# Consigne
Répondez aux questions suivantes d'après l'extrait sur Sherlock Holmes.
(a) Qui écrivait en 1929 qu'il faut du talent « pour créer un type », et de quel personnage parlait-il alors ?
(b) Quel enquêteur aveugle est cité, et qui l'a créé ?
(c) Quel roman de Mark Twain est mentionné ?

# Extrait à lire
────────────────────────────────────────

Archétype, n.m. Type primitif ou idéal ; original qui sert de modèle. V. étalon, exemplaire, modèle, original, principe, prototype.
La première aventure de Sherlock Holmes, « Une étude en rouge », parue en 1887, et le personnage fit ses premiers pas dans le célèbre magazine The Strand en 1891 (avec « Un scandale en Bohême »).
Immédiatement, le prodigieux détective créé par Conan Doyle frappa les imaginations. Non seulement celles de ses lecteurs, qui lui firent un triomphe, mais aussi — celles des autres écrivains !
« Il faut une certaine force intérieure et des moyens rares de l’imposer — c’est-à-dire du talent — pour créer un type. » écrivait Joseph Kessel en 1929. Il parlait alors d’Arsène Lupin, mais ses propos s’appliqueraient de la même façon à Sherlock Holmes : dés les premières nouvelles le mettant en scène, ce personnage s’imposa comme un archétype.
Prompts à reconnaître où résidait le succès, de nombreux confrères de Conan Doyle se mirent à mettre en scène des détectives privés, généralement accompagnés de leur fidèle acolyte et commentateur.
C’est ainsi que naquirent au fil des années des figures aussi pittoresques que celles d’un enquêteur docteur en médecine (Dr Thorndyke par R. Austin Freeman), aveugle (Max Carados par Ernest Bramah), pur intellectuel (La Machine à penser, par Jacques Futrelle), paire du royaume (Lord Peter Winsey par Dorothy L. Sayers), petit fonctionnaire (Martin Hewitt par Arthur Morrison), cambrioleur (Raffles par E.W. Hornung, le propre beau-frère de Conan Doyle), obèse (Nero Wolfe l’homme aux orchidée, par Rex Stout), Français (Eugène Valmont par Robert Barr) ou Belge (Hercule Poirot par Agatha Christie)… et je ne cite ici que les plus fameux !
Plus étonnant, et encore plus éloquent quant à la force de cette création littéraire, fut le fait que des pastiches et des parodies naquirent aussitôt. Les deux hommages rédigés par James Barrie, le célèbre dramaturge et auteur de Peter Pan, étaient de nature amicale et figurent toujours en bonne place, aujourd’hui, parmi les meilleurs pastiches d’Holmes (il faut lire l’hilarante « Affaire des deux collaborateurs »). Mark Twain, dans son roman Plus fort que Sherlock Holmes, avait des intentions ironiques mais respectait relativement le personnage.
Bien d’autres emprunts, cependant, ne visaient alors que le commerce pur et simple : des entrepreneurs allemands s’emparèrent de Sherlock holmes et lui firent donner de nombreuses nouvelles aventures, hâtivement bâclées entre Dresde et Berlin par des tâcherons anonymes (Yves varende s’attache aujourd’hui a faire redécouvrir ces œuvres étranges — en les reconstruisant et les réécrivant de manière à obtenir des textes de bonne tenue : voir ses recueils chez Lefrancq et Fleuve Noir). Passant de mains en mains, inspirant d’autres exploiteurs, croisant des traductions de fascicules américains et les aventures de Raffles, ces Sherlock Holmes apocryphes se transformèrent de maint manières à travers l’Europe : des fascicules naquirent portant les noms de Détective de renommée mondiale, Harry Taxon, Harry Dickson, Lord Lister, Sexton Blake, Nick Carter, Miss Boston, etc.

────────────────────────────────────────

# Contenu des données
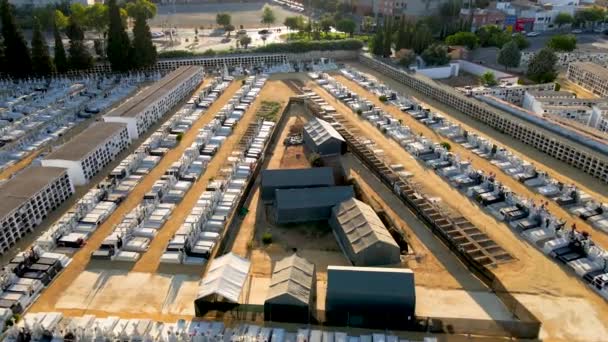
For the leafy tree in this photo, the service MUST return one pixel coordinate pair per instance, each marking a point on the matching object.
(61, 21)
(408, 57)
(17, 53)
(326, 23)
(139, 8)
(436, 54)
(346, 26)
(377, 44)
(541, 68)
(245, 41)
(509, 56)
(223, 19)
(119, 47)
(80, 58)
(562, 19)
(144, 51)
(41, 60)
(468, 39)
(562, 42)
(295, 22)
(61, 61)
(488, 78)
(268, 16)
(521, 41)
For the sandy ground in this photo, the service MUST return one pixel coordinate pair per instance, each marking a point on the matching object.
(532, 273)
(480, 163)
(81, 259)
(557, 169)
(151, 259)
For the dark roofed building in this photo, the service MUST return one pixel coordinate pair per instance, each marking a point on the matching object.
(321, 137)
(291, 295)
(362, 236)
(294, 179)
(370, 296)
(309, 204)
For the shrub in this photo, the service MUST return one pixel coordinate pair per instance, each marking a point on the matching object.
(267, 238)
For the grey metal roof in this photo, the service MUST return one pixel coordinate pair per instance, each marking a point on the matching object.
(292, 276)
(361, 226)
(321, 131)
(21, 187)
(87, 141)
(282, 178)
(140, 101)
(312, 197)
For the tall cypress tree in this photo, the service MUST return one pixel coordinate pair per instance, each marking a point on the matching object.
(118, 41)
(80, 58)
(41, 60)
(16, 51)
(61, 61)
(144, 51)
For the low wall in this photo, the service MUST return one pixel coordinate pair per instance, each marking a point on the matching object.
(478, 70)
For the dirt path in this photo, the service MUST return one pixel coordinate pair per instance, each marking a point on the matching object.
(533, 272)
(81, 259)
(480, 163)
(555, 168)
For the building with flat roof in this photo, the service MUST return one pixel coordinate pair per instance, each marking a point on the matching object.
(590, 76)
(362, 296)
(27, 198)
(362, 236)
(309, 204)
(90, 151)
(145, 108)
(294, 179)
(291, 295)
(322, 138)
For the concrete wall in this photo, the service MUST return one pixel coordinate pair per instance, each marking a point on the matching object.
(478, 70)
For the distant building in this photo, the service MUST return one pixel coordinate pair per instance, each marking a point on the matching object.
(147, 107)
(362, 295)
(291, 295)
(322, 138)
(309, 204)
(90, 151)
(362, 236)
(294, 179)
(27, 198)
(590, 76)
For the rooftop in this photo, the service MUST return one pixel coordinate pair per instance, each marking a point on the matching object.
(18, 189)
(140, 101)
(87, 141)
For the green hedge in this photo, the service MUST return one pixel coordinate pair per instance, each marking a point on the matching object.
(292, 47)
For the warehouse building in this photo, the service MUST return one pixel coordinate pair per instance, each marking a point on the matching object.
(370, 296)
(222, 285)
(322, 138)
(27, 198)
(590, 76)
(362, 236)
(309, 204)
(145, 108)
(90, 151)
(291, 295)
(562, 143)
(294, 179)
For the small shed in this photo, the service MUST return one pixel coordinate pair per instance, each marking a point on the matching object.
(362, 236)
(291, 296)
(294, 179)
(370, 296)
(309, 204)
(222, 285)
(321, 137)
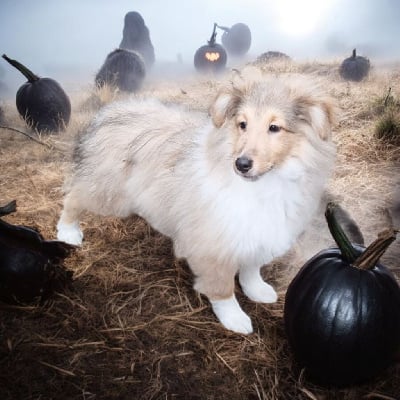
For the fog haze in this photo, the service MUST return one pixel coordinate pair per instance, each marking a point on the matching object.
(69, 40)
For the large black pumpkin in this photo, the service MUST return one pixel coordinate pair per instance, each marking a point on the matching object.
(236, 39)
(30, 267)
(354, 68)
(211, 57)
(42, 102)
(342, 311)
(123, 69)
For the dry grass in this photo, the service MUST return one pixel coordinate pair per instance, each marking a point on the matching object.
(131, 327)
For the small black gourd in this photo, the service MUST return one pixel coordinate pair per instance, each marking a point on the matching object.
(30, 267)
(41, 102)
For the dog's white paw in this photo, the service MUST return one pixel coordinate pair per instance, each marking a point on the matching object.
(256, 289)
(69, 233)
(231, 315)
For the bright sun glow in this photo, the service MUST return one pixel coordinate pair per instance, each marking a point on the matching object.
(301, 17)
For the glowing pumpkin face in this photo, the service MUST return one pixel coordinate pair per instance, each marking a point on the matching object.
(212, 56)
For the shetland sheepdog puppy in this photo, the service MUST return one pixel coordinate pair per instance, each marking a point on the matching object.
(232, 188)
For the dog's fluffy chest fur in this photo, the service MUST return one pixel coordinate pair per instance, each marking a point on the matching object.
(214, 211)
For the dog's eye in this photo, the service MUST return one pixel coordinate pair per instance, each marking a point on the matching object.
(274, 128)
(242, 125)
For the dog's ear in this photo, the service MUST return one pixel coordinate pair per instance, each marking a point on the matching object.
(224, 106)
(320, 113)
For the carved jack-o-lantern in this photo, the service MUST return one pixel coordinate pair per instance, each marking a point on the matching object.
(210, 57)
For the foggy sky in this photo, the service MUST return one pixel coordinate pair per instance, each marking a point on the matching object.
(69, 40)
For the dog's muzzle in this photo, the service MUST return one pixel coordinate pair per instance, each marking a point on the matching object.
(243, 164)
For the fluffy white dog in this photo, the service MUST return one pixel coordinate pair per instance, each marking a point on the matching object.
(233, 191)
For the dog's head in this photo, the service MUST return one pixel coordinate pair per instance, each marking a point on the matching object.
(272, 120)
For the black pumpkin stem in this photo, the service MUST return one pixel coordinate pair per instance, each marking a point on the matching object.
(349, 253)
(8, 208)
(213, 37)
(370, 257)
(21, 68)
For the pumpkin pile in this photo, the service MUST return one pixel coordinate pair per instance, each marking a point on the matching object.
(41, 102)
(342, 311)
(31, 267)
(211, 57)
(123, 69)
(354, 68)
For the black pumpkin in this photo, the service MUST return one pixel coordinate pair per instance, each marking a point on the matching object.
(211, 57)
(123, 69)
(42, 102)
(30, 267)
(354, 68)
(236, 39)
(342, 311)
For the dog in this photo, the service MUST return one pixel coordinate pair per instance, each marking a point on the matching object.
(233, 188)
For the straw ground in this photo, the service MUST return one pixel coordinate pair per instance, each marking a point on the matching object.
(131, 327)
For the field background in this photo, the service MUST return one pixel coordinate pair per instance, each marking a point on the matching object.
(131, 327)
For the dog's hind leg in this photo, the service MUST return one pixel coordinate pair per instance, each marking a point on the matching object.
(254, 287)
(68, 229)
(217, 282)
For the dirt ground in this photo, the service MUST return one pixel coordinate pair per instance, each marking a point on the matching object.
(131, 326)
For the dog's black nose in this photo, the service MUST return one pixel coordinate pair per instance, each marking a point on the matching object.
(244, 164)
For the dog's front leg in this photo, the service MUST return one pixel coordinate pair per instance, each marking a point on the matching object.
(254, 287)
(217, 282)
(231, 315)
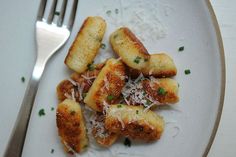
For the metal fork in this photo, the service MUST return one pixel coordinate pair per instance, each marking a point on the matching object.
(50, 37)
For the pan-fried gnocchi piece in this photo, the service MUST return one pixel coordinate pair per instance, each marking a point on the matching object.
(134, 122)
(129, 48)
(164, 91)
(102, 135)
(79, 84)
(107, 87)
(86, 45)
(160, 65)
(71, 126)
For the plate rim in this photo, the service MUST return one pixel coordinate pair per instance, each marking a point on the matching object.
(223, 77)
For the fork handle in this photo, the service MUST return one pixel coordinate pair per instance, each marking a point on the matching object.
(17, 138)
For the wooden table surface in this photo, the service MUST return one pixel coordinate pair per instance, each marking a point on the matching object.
(225, 142)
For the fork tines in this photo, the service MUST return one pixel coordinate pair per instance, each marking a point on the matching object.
(54, 12)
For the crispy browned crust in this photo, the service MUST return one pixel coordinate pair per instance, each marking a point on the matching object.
(110, 137)
(137, 43)
(71, 127)
(114, 73)
(171, 89)
(86, 44)
(126, 45)
(145, 126)
(66, 87)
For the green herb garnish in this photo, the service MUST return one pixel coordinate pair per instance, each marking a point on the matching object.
(187, 71)
(41, 112)
(137, 60)
(103, 46)
(148, 102)
(23, 79)
(119, 106)
(110, 97)
(161, 91)
(181, 48)
(117, 11)
(127, 142)
(91, 66)
(84, 95)
(72, 113)
(52, 151)
(57, 13)
(108, 12)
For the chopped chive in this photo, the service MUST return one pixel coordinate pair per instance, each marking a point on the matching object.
(52, 151)
(57, 13)
(187, 71)
(84, 95)
(145, 59)
(103, 46)
(137, 60)
(181, 48)
(117, 11)
(41, 112)
(161, 91)
(127, 142)
(110, 97)
(119, 106)
(108, 12)
(148, 102)
(23, 79)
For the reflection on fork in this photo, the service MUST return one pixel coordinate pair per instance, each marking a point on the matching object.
(50, 37)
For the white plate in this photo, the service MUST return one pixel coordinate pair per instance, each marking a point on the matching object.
(191, 124)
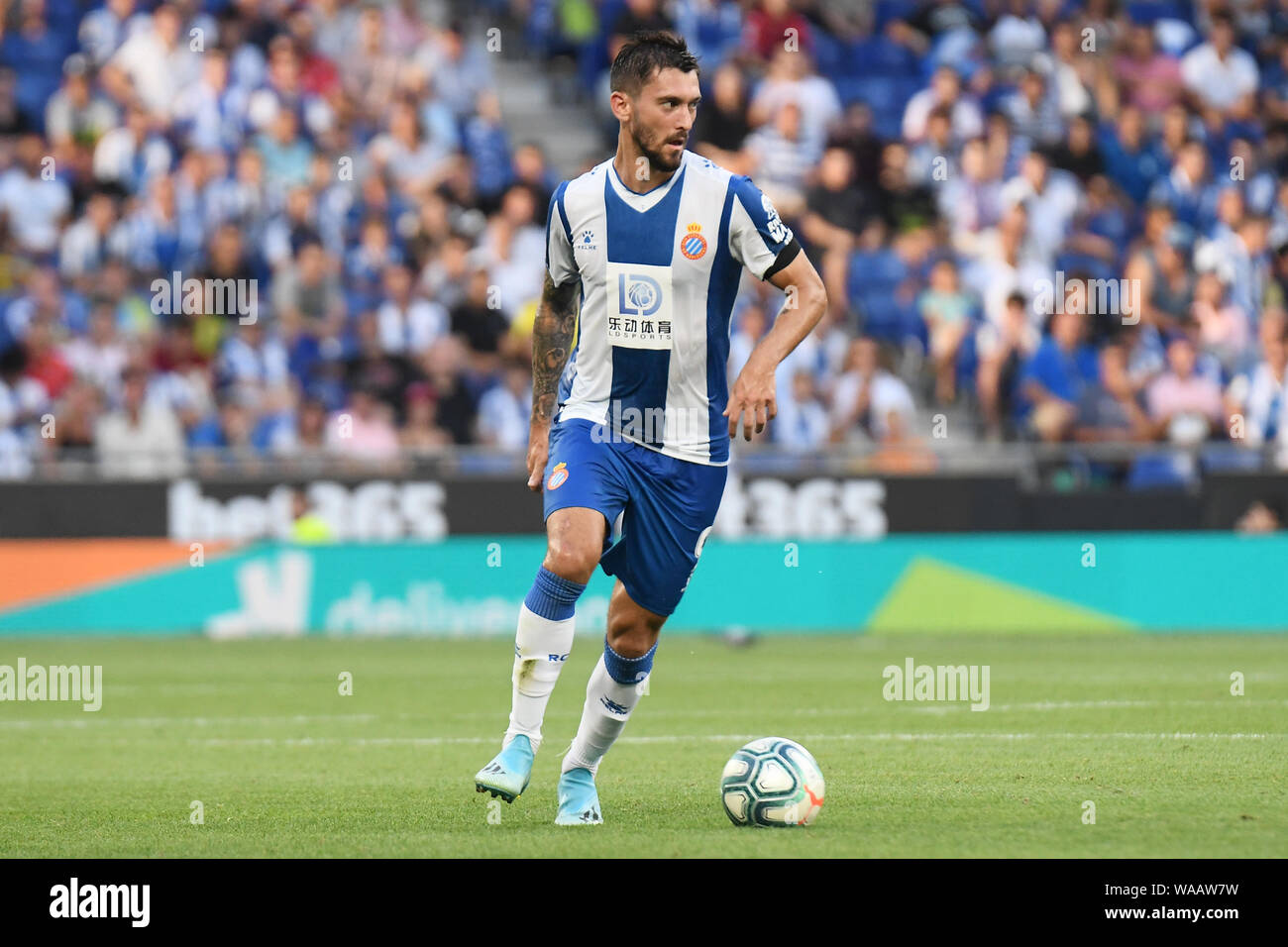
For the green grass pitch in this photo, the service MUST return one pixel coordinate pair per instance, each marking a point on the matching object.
(1144, 727)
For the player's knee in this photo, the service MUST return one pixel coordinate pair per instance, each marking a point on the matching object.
(572, 561)
(631, 635)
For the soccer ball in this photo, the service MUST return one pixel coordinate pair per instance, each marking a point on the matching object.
(772, 783)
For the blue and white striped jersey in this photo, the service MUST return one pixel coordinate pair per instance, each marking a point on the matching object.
(658, 275)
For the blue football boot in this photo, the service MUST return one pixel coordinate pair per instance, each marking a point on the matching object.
(509, 772)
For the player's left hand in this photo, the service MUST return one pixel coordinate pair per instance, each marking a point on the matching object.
(754, 394)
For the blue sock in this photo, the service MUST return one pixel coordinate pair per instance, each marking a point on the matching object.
(553, 596)
(627, 671)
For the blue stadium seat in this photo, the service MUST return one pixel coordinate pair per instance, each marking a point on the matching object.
(1149, 12)
(1160, 471)
(1229, 457)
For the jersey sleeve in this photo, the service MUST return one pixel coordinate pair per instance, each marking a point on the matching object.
(758, 237)
(559, 261)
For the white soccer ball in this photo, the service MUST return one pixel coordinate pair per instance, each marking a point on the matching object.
(772, 783)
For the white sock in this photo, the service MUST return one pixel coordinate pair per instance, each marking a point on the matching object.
(541, 648)
(608, 707)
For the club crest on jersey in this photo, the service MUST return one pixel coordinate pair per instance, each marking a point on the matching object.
(694, 245)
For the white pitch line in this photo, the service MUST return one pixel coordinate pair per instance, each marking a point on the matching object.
(728, 738)
(82, 723)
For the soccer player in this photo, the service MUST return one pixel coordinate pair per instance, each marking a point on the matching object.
(631, 407)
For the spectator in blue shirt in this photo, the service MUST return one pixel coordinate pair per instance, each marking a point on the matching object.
(1054, 377)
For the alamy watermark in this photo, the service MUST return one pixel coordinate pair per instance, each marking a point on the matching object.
(653, 425)
(192, 296)
(1117, 296)
(76, 684)
(915, 682)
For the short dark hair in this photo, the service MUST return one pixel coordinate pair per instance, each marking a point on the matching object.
(647, 53)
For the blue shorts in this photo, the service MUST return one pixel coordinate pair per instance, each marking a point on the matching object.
(669, 506)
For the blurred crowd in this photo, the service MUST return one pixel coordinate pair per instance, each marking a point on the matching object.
(1046, 221)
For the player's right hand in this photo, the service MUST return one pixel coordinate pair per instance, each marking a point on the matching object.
(539, 449)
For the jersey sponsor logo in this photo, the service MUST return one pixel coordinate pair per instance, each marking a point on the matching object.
(694, 245)
(639, 305)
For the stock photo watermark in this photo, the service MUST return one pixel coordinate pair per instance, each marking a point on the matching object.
(71, 684)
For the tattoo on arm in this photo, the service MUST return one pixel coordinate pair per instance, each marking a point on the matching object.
(552, 342)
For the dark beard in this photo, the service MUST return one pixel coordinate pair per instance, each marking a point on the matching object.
(657, 161)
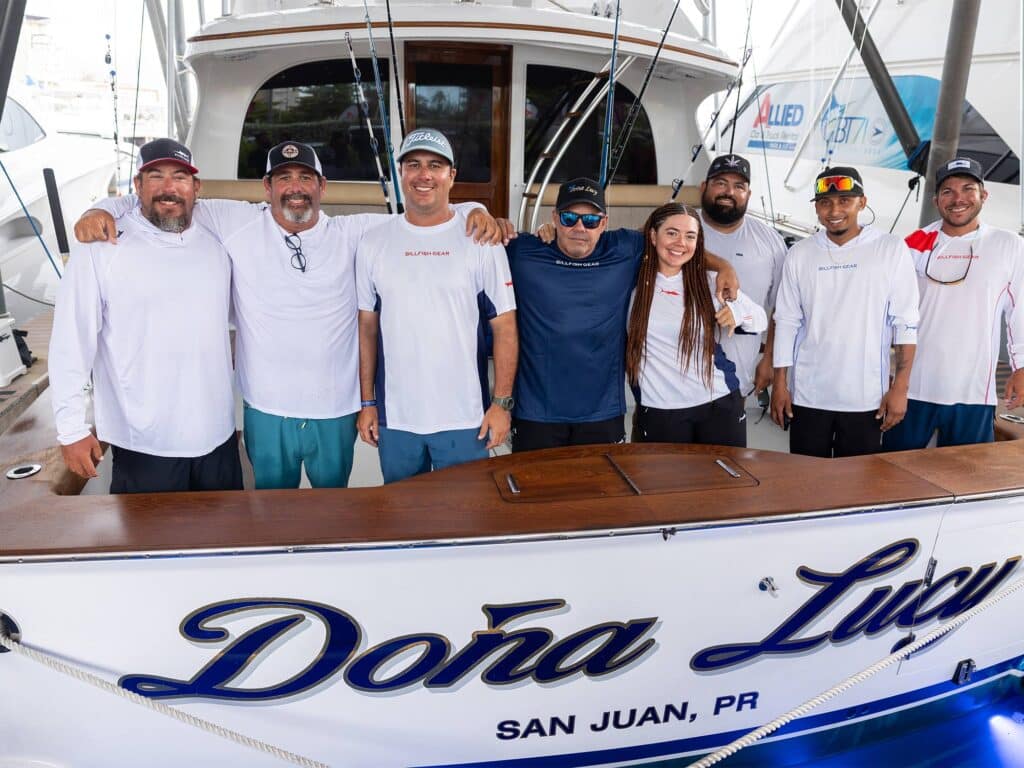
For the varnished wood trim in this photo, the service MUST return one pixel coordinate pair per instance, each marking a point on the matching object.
(455, 25)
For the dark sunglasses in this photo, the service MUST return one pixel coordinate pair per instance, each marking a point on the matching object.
(294, 243)
(590, 220)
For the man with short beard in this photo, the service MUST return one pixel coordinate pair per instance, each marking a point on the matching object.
(146, 321)
(754, 249)
(970, 275)
(293, 292)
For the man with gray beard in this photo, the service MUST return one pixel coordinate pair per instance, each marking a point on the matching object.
(146, 321)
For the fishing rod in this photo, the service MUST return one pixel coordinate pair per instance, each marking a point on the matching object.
(610, 103)
(631, 118)
(365, 109)
(383, 108)
(394, 70)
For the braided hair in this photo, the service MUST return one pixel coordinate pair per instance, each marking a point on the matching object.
(698, 309)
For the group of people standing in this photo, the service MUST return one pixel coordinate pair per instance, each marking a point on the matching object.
(382, 326)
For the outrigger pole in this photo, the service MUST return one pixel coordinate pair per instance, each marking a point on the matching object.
(631, 118)
(610, 103)
(394, 70)
(365, 109)
(384, 116)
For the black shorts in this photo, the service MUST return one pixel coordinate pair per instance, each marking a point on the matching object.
(534, 435)
(721, 422)
(828, 434)
(142, 473)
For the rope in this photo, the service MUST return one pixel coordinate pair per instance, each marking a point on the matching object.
(32, 221)
(158, 707)
(743, 741)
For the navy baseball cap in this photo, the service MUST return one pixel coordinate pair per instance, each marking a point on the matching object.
(581, 189)
(293, 153)
(165, 151)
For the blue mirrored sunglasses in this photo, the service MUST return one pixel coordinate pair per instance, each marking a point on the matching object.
(590, 220)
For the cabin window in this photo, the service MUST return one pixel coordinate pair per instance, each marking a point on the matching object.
(316, 103)
(550, 93)
(17, 128)
(854, 127)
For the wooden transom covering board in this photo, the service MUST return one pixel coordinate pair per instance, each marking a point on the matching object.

────────────────────────────────────────

# Réponse
(a) Joseph Kessel, qui parlait d'Arsène Lupin.
(b) Max Carados, créé par Ernest Bramah.
(c) Plus fort que Sherlock Holmes.